REQUIREMENTS: Rewrite everything from the line containing "Identify every instance of the basketball sneaker" down to the end of the data, swapping "pin" for "point" and leaving everything else unchanged.

DATA ROWS:
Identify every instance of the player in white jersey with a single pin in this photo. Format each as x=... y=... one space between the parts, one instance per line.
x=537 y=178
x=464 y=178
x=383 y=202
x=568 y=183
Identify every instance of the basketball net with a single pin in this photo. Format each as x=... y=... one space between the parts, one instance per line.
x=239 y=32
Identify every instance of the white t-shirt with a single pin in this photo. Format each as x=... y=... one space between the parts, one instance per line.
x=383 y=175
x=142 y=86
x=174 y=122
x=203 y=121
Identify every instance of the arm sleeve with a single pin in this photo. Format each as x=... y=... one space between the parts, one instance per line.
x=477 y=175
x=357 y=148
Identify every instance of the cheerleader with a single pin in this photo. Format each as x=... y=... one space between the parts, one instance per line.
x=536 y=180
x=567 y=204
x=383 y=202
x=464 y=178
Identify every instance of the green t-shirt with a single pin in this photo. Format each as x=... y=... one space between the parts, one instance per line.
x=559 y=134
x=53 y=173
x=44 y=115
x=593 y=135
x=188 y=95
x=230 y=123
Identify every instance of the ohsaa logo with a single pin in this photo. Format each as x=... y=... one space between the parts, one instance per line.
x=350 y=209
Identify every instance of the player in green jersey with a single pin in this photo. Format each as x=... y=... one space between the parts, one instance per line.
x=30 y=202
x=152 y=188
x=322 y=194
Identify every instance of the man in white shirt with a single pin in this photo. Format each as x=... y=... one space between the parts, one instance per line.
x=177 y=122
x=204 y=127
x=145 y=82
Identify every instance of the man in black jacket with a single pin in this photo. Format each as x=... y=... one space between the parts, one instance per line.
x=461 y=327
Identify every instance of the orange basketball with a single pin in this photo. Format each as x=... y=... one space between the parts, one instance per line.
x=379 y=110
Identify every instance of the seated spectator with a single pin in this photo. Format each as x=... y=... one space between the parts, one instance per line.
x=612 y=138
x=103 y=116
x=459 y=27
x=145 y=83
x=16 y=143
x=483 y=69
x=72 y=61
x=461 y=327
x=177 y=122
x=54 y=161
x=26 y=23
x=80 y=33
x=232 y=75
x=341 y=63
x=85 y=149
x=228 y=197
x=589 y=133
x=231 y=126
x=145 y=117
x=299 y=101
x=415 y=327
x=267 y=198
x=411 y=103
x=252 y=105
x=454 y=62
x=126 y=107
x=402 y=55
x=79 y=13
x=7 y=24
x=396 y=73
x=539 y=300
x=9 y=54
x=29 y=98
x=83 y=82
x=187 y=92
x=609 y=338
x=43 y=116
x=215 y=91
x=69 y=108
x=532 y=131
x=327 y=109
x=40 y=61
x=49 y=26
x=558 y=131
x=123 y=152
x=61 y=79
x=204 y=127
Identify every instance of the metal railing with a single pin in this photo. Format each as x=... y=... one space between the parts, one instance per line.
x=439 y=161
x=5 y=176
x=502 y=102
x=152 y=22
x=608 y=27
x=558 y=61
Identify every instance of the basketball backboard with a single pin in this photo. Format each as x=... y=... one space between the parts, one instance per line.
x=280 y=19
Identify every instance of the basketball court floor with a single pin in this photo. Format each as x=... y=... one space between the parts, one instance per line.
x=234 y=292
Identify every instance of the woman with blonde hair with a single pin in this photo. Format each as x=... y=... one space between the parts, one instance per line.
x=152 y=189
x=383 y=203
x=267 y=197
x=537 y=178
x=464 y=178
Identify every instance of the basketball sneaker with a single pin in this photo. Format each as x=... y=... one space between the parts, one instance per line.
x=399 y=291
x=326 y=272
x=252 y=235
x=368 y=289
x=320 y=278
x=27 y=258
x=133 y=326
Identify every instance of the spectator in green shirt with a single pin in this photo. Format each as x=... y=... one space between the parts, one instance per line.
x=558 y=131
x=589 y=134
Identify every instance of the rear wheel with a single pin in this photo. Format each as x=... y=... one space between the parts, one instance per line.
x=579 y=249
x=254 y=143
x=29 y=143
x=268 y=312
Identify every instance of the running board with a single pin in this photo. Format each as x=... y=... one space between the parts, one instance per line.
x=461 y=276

RESULT:
Identify every instance of the basketball sneaker with a single point in this photo. Format each as x=... y=... one space between the parts, one instance per line.
x=399 y=291
x=326 y=272
x=252 y=235
x=368 y=289
x=320 y=278
x=27 y=258
x=133 y=326
Identify every instance of the spectator in green shirt with a single point in this photo. Format each as x=... y=... one space between the parts, one instance per line.
x=558 y=131
x=589 y=134
Identify every instance of the rear wheel with a single point in this photo. Format each as x=... y=... one space between the parts, one instance per line.
x=579 y=249
x=254 y=143
x=29 y=143
x=268 y=312
Identify every instance of the running board with a single point in this photo. Format each as x=... y=... one space between the parts, one instance per line.
x=461 y=276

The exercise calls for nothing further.